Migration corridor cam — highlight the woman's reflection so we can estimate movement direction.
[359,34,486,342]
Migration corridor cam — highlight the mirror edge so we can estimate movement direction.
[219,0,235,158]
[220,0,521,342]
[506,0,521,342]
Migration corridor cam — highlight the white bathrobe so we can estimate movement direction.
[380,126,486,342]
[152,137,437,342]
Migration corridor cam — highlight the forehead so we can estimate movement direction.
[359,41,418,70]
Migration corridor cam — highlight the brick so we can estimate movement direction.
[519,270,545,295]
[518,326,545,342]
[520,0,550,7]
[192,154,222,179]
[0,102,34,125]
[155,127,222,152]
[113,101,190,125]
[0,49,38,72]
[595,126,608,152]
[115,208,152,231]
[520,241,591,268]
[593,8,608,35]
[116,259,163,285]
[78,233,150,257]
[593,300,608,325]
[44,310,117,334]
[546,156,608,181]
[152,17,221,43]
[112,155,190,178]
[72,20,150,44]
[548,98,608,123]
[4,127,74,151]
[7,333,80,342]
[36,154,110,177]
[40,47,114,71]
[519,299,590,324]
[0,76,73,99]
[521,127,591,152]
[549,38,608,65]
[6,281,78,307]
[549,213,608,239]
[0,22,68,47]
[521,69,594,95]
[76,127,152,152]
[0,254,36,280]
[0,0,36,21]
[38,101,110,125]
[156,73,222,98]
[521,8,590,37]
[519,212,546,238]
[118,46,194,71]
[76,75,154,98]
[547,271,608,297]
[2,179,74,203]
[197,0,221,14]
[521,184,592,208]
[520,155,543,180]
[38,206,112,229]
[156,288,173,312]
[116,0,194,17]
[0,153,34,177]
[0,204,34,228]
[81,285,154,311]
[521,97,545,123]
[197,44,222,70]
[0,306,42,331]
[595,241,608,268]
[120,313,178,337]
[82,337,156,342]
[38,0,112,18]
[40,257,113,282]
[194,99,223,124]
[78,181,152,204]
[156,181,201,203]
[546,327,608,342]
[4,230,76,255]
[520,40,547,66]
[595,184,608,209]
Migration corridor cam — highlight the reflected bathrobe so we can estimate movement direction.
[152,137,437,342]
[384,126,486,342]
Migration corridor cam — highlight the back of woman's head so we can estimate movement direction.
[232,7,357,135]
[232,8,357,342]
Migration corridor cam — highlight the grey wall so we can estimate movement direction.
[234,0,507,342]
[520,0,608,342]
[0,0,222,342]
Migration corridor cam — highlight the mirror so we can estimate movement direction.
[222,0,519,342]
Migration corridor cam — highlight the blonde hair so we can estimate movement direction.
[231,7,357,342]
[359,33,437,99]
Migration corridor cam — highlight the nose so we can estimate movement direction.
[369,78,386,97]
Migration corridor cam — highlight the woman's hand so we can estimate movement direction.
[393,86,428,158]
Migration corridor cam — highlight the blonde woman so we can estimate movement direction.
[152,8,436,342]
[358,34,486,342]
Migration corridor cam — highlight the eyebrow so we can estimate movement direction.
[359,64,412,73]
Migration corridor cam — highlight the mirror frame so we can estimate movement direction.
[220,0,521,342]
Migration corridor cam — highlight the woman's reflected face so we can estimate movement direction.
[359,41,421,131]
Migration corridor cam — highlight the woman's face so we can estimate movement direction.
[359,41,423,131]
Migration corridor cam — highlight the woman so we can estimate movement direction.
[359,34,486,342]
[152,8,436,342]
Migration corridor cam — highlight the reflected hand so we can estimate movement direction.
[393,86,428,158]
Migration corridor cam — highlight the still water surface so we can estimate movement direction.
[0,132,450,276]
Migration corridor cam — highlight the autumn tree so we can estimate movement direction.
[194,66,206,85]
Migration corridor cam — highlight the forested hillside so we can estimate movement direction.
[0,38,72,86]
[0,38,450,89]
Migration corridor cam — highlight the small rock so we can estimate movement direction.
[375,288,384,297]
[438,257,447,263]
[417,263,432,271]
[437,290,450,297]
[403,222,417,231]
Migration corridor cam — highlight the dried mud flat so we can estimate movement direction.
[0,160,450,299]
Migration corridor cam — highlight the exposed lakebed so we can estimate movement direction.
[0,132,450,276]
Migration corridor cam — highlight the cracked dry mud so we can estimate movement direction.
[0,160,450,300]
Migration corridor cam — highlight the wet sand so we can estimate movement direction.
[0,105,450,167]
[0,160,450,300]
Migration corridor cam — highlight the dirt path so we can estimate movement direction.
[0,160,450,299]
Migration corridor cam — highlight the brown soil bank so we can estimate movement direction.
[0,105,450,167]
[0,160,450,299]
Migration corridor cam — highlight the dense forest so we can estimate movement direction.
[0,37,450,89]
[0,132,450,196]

===============

● DIRECTION: Lay out the records as a Markdown table with columns Index and Text, one row per line and blank lines omitted, covering only the part from the line containing "Migration corridor cam — highlight the small" through the end of the records.

● RESPONSE TO THIS TASK:
| Index | Text |
|---|---|
| 1 | Migration corridor cam — highlight the small rock so we can estimate movement direction. |
| 2 | [375,288,384,297] |
| 3 | [438,257,447,263] |
| 4 | [417,263,432,271] |
| 5 | [437,290,450,297] |
| 6 | [403,222,417,231] |
| 7 | Migration corridor cam — highlight the dried mud flat so we can estimate movement direction. |
| 8 | [0,160,450,299] |
| 9 | Migration corridor cam — highlight the exposed lakebed so we can estimate movement direction. |
| 10 | [0,132,450,276] |
| 11 | Migration corridor cam — highlight the cracked dry mud so we can estimate movement direction. |
| 12 | [0,160,450,300] |
| 13 | Migration corridor cam — highlight the wet sand so we can estimate movement direction. |
| 14 | [0,105,450,167] |
| 15 | [0,160,450,300] |
| 16 | Migration corridor cam — highlight the dirt path so we can estimate movement direction. |
| 17 | [0,160,450,299] |
| 18 | Migration corridor cam — highlight the brown soil bank so we can estimate movement direction. |
| 19 | [0,105,450,167] |
| 20 | [0,160,450,299] |
| 21 | Migration corridor cam — highlight the dense forest so we can estimate movement direction. |
| 22 | [0,37,450,89] |
| 23 | [0,132,450,196] |